**Exercise aim**
Express each line of the listing below as a JSON list of strings, one string per line, leaving out any blank lines.

**Data shown**
----

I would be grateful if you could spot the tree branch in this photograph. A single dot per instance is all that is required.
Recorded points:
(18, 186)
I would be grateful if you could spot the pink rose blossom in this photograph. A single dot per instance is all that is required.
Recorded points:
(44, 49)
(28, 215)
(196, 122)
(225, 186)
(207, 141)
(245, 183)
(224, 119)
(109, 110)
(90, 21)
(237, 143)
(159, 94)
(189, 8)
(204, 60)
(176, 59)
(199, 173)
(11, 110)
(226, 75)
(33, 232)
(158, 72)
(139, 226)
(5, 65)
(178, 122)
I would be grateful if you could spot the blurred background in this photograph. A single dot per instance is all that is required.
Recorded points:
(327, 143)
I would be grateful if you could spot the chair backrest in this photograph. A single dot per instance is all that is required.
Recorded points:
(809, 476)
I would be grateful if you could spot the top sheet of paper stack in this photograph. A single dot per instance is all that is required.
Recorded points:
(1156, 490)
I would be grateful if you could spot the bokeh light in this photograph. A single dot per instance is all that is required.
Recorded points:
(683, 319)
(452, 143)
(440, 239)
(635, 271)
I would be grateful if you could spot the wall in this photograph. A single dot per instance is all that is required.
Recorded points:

----

**Written response**
[
  "I would be grateful if you could spot the tree branch in this photograph. A single dot per instance is all that is required.",
  "Recorded points:",
  "(18, 186)",
  "I would be grateful if you could spot the pink rose blossom in this photograph. A single dot per instance is all that is required.",
  "Recorded points:",
  "(44, 49)",
  "(28, 215)",
  "(196, 122)",
  "(225, 186)",
  "(207, 141)",
  "(245, 183)",
  "(224, 119)",
  "(109, 110)",
  "(90, 21)",
  "(237, 143)",
  "(159, 94)",
  "(189, 8)",
  "(204, 60)",
  "(176, 59)",
  "(199, 173)",
  "(11, 110)",
  "(226, 75)",
  "(33, 232)",
  "(158, 72)",
  "(139, 226)",
  "(5, 65)",
  "(178, 122)",
  "I would be grateful if you could spot the blurred background in this photograph. A single dot per instance is all that is required.",
  "Recorded points:",
  "(327, 143)",
  "I would be grateful if you could spot the chair backrest in this photograph. A single dot per instance is all that is required.",
  "Recorded points:",
  "(809, 476)",
  "I would be grateful if you could spot the top sheet of paper stack in this photograph. A single dot per instance is all that is required.",
  "Recorded points:",
  "(1156, 490)",
  "I would be grateful if you could spot the bokeh light in this photograph. A single dot per instance is all that is required.",
  "Recorded points:",
  "(683, 319)",
  "(452, 143)",
  "(440, 239)",
  "(635, 271)",
  "I would be grateful if you could spot the wall in this photograph. A single dot per instance is all that is required.",
  "Recorded points:"
]